● Supplied text
>> Start

Answer 11 · 2020-07-22T07:42:08.000Z

About the speed difference:
At which point are you using memoizsation? The result coming back from astPreprocessor should be memoized in your component based on the children.

const {
  children,
  astPreprocessor,
} = props
const content= useMemo(() => {
  astPreprocessor ? astPreprocessor(tokenToAST(stringToTokens(children, markdownItInstance)) : children
}, [children, astPreprocessor])

return <_Markdown markdownIt={markdownItInstance} {...props}>{content}</_Markdown>

Make sure you are also re-using the markdownItInstance you globally defined, or the Markdown component will create its own.

About the images I'd have to check this out in a free minute, but without knowing your styles for images and what the preprocessor actually does with the AST, its hard to predict.
So your preprocessor divides the markdown based on code fences?

>> End

● Data listing
>> Start

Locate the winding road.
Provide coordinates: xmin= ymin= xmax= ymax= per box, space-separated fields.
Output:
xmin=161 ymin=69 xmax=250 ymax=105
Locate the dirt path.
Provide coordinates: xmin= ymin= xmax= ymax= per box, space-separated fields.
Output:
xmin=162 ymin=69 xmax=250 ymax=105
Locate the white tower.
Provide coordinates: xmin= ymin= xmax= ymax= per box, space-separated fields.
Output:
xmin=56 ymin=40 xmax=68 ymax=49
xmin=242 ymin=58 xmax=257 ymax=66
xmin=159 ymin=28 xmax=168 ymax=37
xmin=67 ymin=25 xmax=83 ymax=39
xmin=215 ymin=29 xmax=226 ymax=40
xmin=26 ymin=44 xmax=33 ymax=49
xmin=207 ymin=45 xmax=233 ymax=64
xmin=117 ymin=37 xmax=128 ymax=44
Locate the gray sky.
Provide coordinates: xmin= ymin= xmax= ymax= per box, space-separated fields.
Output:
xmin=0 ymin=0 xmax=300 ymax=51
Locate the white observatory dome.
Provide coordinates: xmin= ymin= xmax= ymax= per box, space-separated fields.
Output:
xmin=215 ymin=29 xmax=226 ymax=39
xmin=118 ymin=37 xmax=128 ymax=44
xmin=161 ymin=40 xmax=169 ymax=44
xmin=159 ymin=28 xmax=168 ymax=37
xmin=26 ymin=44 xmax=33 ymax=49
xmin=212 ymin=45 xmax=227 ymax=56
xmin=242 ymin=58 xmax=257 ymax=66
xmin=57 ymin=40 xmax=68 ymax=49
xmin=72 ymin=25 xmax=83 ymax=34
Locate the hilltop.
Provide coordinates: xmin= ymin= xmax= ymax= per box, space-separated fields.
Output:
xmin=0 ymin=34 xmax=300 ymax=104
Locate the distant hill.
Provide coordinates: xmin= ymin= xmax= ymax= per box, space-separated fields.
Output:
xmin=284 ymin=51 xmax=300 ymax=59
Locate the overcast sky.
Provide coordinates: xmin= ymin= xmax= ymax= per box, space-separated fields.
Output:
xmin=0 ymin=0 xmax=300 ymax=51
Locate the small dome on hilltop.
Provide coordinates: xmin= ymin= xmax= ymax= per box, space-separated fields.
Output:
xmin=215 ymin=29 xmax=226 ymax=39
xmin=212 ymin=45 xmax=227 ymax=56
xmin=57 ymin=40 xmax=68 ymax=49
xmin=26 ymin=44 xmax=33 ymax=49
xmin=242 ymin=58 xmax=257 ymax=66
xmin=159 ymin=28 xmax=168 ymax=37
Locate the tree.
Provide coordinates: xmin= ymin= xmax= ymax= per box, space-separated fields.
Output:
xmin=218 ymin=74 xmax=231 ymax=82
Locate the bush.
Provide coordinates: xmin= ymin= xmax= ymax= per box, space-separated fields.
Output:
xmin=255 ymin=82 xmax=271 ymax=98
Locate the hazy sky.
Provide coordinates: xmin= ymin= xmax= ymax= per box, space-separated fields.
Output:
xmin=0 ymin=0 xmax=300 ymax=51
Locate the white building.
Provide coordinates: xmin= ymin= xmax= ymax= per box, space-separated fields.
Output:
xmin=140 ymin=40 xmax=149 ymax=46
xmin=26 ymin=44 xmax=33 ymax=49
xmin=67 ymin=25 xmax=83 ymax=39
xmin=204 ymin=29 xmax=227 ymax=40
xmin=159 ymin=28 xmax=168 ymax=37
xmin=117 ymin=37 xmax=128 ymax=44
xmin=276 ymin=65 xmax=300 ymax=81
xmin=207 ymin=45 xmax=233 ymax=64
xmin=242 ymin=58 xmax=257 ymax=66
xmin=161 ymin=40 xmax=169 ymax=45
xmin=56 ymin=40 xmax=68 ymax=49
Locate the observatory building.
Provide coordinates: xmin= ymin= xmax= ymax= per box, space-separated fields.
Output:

>> End

● Goal
Duplicate the part of the forum answer that begins at the words "About the speed" and ends after "on the children.". The entries aren't needed here.

● Complete answer
About the speed difference:
At which point are you using memoizsation? The result coming back from astPreprocessor should be memoized in your component based on the children.